**Work to complete**
Every line that contains the word "mountain" should be copied from the records below.

Referring expression data
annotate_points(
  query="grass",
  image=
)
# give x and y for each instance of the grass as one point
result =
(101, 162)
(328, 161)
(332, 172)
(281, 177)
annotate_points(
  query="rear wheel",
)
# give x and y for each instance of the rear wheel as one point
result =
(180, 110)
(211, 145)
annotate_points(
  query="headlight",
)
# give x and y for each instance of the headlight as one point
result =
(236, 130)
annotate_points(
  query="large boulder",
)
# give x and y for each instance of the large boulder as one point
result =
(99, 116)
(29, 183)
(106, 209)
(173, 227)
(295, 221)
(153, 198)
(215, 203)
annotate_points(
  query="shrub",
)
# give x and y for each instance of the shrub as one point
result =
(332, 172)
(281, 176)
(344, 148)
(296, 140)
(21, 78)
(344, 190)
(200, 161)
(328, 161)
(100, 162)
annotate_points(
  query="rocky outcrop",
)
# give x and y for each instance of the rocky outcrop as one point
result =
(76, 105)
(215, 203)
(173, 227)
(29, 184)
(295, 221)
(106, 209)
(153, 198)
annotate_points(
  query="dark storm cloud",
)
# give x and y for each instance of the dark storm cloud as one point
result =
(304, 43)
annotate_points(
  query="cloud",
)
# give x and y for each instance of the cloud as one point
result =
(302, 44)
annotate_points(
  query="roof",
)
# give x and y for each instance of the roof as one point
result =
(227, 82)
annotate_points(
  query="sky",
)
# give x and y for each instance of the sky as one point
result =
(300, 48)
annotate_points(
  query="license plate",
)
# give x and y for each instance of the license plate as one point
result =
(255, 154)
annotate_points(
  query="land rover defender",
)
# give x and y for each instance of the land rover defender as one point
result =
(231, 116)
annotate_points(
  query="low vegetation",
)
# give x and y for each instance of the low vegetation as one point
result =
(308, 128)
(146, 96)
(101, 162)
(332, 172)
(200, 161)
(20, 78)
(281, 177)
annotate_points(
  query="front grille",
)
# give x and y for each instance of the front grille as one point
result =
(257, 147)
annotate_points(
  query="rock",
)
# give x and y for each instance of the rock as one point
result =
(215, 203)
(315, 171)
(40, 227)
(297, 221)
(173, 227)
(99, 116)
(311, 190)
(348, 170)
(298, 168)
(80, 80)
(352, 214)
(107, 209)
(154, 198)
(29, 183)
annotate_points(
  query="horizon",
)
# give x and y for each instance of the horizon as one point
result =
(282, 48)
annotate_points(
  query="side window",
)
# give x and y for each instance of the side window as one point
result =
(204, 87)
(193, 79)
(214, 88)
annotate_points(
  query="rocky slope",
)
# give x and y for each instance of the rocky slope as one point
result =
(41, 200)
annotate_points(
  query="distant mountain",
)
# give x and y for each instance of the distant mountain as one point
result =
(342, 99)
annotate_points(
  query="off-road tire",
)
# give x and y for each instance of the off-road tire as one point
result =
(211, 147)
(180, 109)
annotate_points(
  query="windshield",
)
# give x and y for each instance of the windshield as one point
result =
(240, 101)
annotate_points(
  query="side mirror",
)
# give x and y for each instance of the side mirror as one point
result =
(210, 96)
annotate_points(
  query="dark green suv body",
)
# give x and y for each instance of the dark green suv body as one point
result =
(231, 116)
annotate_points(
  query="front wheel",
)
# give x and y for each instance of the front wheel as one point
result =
* * *
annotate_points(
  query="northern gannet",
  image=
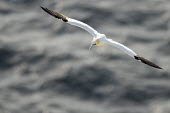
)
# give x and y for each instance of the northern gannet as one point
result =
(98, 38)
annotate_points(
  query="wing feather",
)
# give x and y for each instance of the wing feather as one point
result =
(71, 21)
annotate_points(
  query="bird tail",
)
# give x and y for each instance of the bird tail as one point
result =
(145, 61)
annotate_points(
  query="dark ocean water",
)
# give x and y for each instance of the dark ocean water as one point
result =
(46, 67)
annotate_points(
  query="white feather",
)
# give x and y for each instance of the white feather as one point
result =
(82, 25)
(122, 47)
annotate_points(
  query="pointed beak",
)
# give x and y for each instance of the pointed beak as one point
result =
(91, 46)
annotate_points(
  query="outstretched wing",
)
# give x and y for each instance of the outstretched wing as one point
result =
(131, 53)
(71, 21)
--
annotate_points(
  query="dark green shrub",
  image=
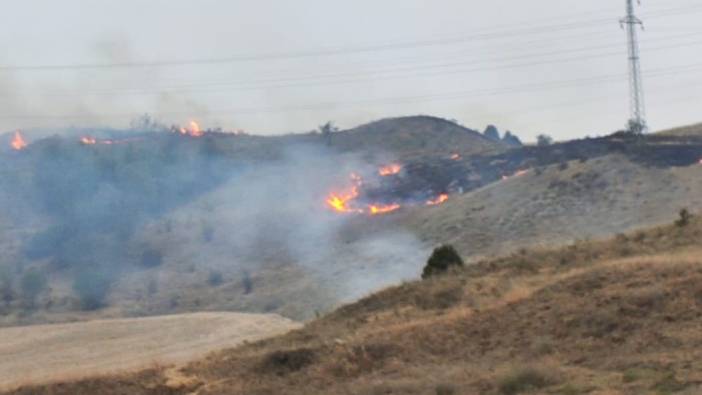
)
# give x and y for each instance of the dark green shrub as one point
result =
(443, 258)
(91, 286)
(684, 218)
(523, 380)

**Task output**
  query="distant mountain",
# give x and y for each instance of the distant mountain as one point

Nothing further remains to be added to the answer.